*Reading passage:*

(CNN) -- The American Academy of Pediatrics has rescinded a controversial policy statement raising the idea that doctors in some communities should be able to substitute demands for female genital cutting with a harmless clitoral "pricking" procedure.
"We retracted the policy because it is important that the world health community understands the AAP is totally opposed to all forms of female genital cutting, both here in the U.S. and anywhere else in the world," said AAP President Judith S. Palfrey.
The contentious policy statement, issued in April, had condemned the practice of female genital cutting overall. But a small portion of statement suggesting the pricking procedure riled U.S. advocacy groups and survivors of female genital cutting.
In the April statement, the group raised the idea that some physicians should be able to prick or nick a girl's clitoral skin in order to "satisfy cultural requirements." The group likened the nick to an ear piercing.
On Thursday the AAP stated the group will not condone doctors to provide any kind of "clitoral nick." The AAP also clarified nicking a girl or woman's genitals is forbidden under a 1996 federal law banning female genital mutilation.

*Provided records:*
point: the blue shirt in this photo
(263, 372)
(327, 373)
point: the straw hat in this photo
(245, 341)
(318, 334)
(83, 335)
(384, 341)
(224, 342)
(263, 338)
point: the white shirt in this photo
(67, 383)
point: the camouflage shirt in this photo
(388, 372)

--

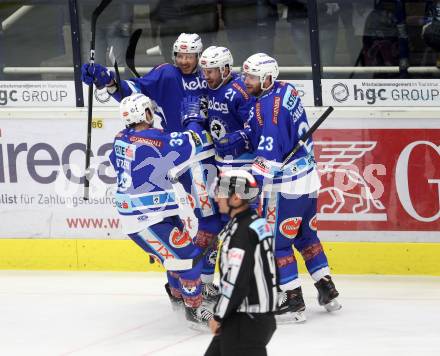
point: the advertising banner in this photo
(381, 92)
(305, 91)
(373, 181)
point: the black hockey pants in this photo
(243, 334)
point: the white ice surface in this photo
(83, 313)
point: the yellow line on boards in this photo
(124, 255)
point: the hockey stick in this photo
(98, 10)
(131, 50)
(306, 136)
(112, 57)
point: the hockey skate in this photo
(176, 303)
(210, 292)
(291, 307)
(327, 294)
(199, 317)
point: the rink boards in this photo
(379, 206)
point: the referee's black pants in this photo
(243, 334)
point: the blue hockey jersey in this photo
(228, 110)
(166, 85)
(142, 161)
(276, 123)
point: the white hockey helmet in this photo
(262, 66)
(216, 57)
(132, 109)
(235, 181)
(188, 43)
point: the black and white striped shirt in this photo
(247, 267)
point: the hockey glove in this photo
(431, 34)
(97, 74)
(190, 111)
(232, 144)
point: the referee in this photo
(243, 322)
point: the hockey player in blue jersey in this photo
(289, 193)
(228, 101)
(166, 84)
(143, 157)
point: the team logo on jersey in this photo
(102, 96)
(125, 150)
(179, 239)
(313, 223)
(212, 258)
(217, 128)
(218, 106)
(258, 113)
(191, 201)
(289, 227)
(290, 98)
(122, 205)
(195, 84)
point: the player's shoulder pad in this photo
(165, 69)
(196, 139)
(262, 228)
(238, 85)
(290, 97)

*Explore the material:*
**1)** Condense the paragraph of the AAP article that begins "In the April statement" into a single shorter sentence that keeps its main facts.
**2)** From the AAP article, reproduce the part that opens with the words containing "The contentious policy" and closes with "female genital cutting.".
Rely solely on the AAP article for your answers.

*Results of the tasks:*
**1)** The April statement proposed letting some physicians prick or nick a girl's clitoral skin to "satisfy cultural requirements," comparing the nick to an ear piercing.

**2)**
The contentious policy statement, issued in April, had condemned the practice of female genital cutting overall. But a small portion of statement suggesting the pricking procedure riled U.S. advocacy groups and survivors of female genital cutting.